Search the listing for the string "below". Copy every line that has it.

• _INPUT_
☆ ☆ ☆ ☆ ☆ ☆ ☆

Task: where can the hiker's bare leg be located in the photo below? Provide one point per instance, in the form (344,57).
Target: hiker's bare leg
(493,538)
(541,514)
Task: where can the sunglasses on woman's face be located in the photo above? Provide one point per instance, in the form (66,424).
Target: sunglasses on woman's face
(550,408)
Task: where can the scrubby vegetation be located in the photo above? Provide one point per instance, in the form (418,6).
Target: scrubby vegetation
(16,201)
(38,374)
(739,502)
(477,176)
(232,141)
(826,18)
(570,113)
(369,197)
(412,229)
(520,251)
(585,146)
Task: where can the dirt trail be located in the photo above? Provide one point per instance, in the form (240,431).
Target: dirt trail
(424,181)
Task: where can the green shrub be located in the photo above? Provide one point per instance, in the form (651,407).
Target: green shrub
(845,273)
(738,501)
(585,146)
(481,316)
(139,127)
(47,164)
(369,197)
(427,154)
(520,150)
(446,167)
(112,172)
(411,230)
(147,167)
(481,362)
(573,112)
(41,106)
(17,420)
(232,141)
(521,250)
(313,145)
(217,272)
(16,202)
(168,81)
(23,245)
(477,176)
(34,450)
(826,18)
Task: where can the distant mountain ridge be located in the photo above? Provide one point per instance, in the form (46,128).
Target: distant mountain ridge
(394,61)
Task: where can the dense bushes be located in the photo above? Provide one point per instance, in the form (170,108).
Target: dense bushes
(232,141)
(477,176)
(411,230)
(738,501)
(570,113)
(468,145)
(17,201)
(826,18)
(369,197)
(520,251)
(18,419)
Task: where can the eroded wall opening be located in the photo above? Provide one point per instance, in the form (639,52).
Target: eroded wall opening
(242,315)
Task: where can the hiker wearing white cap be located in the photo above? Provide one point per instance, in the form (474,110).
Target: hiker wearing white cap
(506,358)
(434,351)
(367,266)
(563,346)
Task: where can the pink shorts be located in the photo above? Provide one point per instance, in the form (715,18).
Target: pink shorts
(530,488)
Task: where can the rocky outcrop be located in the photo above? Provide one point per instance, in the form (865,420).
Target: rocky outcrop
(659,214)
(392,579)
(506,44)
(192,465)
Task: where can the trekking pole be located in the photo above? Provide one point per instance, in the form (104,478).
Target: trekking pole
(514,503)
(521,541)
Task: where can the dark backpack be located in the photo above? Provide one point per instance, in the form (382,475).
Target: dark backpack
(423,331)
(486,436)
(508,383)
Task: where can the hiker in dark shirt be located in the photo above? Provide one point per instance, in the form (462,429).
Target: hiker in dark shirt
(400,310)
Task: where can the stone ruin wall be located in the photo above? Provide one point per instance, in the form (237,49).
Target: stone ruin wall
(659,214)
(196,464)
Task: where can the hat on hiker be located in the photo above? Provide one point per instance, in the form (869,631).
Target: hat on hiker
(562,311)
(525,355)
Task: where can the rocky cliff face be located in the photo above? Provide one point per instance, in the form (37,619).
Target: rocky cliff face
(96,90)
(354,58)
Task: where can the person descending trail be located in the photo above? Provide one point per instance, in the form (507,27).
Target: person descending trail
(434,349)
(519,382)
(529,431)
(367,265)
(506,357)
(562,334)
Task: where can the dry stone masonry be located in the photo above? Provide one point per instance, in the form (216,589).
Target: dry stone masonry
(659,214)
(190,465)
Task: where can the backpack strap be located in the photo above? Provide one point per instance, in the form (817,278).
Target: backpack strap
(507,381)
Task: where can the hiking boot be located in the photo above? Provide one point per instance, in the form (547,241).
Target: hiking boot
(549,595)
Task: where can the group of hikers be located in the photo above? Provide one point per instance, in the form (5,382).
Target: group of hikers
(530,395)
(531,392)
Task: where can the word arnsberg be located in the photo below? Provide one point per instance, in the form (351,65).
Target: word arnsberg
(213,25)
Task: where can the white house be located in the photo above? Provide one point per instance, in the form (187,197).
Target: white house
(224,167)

☆ ☆ ☆ ☆ ☆ ☆ ☆

• _FINISHED TASK_
Task: where can the hiker's bare leg be located in the photo below? Provide one point per instance, in the form (344,57).
Task: where can the word arnsberg be located in the photo below? Provide one point per instance, in the form (351,65).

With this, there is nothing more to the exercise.